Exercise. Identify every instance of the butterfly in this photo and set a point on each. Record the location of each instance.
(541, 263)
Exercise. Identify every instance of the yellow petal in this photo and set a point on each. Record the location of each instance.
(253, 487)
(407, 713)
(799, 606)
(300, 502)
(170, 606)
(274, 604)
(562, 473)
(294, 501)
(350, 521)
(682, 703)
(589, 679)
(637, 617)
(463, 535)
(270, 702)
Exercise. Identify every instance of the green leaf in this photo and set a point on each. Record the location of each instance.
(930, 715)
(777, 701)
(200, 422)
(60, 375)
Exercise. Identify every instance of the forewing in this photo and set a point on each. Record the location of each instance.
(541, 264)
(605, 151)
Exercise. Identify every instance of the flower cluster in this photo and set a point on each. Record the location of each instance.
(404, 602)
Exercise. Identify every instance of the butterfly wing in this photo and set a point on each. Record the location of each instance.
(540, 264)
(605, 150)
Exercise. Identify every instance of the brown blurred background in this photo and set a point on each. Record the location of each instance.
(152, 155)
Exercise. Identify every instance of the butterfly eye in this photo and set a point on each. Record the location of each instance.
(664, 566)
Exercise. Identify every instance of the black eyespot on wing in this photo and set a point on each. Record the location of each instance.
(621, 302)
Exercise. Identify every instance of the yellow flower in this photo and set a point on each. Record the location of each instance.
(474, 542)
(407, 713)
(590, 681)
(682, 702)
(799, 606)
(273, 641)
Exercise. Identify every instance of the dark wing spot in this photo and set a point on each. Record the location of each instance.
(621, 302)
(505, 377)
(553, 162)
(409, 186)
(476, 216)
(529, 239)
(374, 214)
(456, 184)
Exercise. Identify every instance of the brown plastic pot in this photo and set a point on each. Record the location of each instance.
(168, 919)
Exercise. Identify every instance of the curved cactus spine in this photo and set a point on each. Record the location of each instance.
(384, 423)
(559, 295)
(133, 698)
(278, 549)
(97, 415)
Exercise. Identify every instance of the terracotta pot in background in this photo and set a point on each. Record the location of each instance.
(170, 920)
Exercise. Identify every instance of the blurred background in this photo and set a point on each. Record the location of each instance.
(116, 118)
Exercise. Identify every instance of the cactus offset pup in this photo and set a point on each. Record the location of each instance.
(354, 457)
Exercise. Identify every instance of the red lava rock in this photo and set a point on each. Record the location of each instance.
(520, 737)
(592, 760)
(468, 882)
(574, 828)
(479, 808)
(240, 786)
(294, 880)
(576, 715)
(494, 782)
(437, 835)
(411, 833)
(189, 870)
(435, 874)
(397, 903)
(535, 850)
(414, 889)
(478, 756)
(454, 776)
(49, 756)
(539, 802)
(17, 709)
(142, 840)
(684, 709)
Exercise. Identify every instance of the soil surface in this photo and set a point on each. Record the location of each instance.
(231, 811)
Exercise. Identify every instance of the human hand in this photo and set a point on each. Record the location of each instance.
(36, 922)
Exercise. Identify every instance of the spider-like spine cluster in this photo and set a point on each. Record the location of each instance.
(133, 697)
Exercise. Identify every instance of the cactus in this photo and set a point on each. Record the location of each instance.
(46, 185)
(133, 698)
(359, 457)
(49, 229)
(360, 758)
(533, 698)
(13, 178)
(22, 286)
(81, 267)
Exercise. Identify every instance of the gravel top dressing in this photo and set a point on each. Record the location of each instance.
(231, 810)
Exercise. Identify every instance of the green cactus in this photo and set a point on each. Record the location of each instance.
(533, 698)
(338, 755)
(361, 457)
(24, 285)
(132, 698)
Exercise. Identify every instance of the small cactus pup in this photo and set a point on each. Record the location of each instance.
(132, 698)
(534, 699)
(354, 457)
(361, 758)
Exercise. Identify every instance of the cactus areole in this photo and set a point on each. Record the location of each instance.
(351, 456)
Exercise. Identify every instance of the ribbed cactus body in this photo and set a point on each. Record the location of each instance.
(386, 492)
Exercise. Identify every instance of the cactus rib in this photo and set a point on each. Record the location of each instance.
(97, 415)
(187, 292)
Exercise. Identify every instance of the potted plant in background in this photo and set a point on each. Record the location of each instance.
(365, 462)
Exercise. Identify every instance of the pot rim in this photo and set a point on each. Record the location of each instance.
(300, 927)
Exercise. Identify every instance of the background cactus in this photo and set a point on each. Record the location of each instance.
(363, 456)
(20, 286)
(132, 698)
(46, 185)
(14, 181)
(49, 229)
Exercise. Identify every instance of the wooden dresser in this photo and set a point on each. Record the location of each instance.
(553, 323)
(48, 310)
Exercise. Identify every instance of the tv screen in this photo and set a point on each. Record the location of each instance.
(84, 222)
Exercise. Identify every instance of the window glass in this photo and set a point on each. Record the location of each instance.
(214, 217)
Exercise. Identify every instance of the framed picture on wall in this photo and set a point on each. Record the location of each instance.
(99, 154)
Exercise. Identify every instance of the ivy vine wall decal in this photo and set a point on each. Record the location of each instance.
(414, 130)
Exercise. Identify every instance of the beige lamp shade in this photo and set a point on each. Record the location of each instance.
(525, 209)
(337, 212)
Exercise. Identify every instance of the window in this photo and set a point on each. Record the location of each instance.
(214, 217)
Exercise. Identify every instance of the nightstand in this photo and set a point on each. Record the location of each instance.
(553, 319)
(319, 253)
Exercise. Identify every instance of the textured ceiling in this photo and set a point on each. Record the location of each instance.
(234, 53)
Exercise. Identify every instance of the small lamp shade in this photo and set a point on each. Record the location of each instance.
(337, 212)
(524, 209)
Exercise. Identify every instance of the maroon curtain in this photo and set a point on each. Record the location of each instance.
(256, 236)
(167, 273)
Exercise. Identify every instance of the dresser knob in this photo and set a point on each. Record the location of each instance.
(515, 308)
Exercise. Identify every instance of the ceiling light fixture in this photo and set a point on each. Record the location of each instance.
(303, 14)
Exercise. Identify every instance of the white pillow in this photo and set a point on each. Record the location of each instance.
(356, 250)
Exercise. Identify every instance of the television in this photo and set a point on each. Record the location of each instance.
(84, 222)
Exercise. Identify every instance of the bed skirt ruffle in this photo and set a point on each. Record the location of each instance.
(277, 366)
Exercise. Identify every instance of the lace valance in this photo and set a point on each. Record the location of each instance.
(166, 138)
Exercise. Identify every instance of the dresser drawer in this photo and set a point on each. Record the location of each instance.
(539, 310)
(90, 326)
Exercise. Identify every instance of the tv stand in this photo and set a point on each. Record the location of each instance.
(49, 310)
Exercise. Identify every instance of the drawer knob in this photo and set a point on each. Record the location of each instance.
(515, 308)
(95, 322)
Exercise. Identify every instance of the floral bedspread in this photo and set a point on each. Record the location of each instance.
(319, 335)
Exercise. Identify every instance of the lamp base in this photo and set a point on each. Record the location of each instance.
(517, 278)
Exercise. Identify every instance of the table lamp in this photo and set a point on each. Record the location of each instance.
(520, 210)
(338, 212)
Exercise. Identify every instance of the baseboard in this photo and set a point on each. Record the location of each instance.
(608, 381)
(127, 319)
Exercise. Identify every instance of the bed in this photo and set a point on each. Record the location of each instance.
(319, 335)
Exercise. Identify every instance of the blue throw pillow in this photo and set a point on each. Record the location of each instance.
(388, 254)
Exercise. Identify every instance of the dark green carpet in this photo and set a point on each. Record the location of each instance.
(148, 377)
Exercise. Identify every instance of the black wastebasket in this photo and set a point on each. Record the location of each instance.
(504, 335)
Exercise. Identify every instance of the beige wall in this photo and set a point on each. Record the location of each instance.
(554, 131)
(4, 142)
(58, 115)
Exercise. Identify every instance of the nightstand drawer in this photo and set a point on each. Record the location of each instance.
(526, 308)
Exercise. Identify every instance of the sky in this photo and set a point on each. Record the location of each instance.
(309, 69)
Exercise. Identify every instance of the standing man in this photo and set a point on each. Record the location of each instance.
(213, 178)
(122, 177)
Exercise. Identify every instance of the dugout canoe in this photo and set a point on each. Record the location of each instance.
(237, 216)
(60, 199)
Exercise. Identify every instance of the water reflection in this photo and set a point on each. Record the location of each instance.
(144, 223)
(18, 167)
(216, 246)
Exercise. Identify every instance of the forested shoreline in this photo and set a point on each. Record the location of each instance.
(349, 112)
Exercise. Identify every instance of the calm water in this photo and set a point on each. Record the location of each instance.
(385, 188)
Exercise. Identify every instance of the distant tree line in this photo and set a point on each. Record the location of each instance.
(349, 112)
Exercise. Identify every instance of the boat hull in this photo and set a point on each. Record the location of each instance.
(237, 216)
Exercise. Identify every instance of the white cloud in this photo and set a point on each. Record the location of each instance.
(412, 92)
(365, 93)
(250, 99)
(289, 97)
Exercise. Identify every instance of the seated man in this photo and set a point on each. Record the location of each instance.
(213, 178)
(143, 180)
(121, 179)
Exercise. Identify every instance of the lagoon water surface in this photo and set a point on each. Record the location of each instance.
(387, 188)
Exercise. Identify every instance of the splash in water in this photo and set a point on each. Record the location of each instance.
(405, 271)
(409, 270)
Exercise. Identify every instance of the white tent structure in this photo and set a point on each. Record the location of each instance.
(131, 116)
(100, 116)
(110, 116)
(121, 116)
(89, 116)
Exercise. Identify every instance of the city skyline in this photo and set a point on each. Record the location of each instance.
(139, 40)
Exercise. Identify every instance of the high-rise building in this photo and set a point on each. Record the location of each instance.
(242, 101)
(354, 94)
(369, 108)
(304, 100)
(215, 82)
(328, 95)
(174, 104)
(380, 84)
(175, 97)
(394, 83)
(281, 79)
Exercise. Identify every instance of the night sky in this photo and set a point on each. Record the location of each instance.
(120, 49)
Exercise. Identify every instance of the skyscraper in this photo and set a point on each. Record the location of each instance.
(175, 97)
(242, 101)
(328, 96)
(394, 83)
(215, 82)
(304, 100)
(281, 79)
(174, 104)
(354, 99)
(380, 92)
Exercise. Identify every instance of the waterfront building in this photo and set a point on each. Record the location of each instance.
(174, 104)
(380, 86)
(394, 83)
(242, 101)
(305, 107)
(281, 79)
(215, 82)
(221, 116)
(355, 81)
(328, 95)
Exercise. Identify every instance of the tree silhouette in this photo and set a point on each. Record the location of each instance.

- - - - -

__WORK ITEM__. Everything from the line containing "Exercise. Identify every instance of the lagoon" to the last line of the entries above should be quoted exactly, and only that.

__OUTPUT FOR THIS EXERCISE__.
Exercise. Identify every instance of the lagoon water surface in this photo and set a point on each. Record the location of each instance.
(387, 188)
Exercise. Identify every instance of the splash in water in this photo and set a point on each. Record the location of each instance.
(405, 271)
(409, 270)
Exercise. Identify every instance of the white tent structure in this photo and set a point on each. Record the location of each instance.
(131, 116)
(100, 116)
(110, 116)
(121, 116)
(89, 116)
Exercise. Identify every instance of the city skyline in this photo and set a point on each. Record the location of each instance.
(139, 40)
Exercise. Identify every instance of the high-rise building in this photo and set a point on each. Record the location of each instance.
(242, 101)
(354, 94)
(369, 108)
(304, 100)
(215, 82)
(328, 95)
(174, 104)
(380, 84)
(175, 97)
(394, 83)
(281, 79)
Exercise. Identify every instance of the night sky in this photo and set a point on each. Record the location of each instance.
(120, 49)
Exercise. Identify every instance of the skyscraper in this photo and set a point on each. Record the location of each instance.
(175, 97)
(242, 101)
(328, 96)
(394, 83)
(215, 82)
(304, 100)
(281, 79)
(174, 104)
(354, 99)
(380, 92)
Exercise. Identify every instance of the waterfront building in this photo and set a point on each. Record the location of each instance.
(174, 104)
(380, 86)
(394, 83)
(242, 101)
(305, 107)
(281, 79)
(215, 82)
(221, 116)
(355, 81)
(328, 95)
Exercise. Identify every instance of the tree silhouette in this photo and set a point on each. Record the location of each instance.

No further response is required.